The task: If a line in the data below contains "umbrella", copy it.

··· Information provided ···

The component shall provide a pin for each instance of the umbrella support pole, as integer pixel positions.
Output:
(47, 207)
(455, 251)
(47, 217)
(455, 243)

···
··· Information provided ···

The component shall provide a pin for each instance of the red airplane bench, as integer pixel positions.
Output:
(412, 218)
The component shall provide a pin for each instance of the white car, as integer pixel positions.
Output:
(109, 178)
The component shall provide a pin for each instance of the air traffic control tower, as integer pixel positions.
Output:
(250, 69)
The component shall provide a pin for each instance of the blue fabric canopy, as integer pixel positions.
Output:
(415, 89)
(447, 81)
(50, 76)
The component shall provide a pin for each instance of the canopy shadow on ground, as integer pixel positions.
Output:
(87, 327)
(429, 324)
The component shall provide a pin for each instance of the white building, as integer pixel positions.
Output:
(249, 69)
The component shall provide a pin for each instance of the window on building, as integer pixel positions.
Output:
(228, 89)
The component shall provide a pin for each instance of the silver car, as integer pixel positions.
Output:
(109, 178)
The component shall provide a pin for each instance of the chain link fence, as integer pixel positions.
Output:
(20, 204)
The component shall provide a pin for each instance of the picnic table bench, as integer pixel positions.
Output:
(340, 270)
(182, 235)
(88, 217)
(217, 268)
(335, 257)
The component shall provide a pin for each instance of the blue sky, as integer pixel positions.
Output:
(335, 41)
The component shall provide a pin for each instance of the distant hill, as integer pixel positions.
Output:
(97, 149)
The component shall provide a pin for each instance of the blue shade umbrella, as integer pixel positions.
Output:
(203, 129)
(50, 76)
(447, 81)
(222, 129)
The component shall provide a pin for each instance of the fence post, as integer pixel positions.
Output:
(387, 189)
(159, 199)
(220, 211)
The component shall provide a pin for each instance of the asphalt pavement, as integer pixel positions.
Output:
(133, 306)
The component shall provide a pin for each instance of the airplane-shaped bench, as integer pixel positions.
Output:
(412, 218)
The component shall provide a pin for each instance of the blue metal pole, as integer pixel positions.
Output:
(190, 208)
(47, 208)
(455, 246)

···

Exercise result:
The component shall provide a pin for each instance of the umbrella support pole, as integer pixel positions.
The component shall provide a pin for each instance of the blue shade umbrella, as integer pixel positions.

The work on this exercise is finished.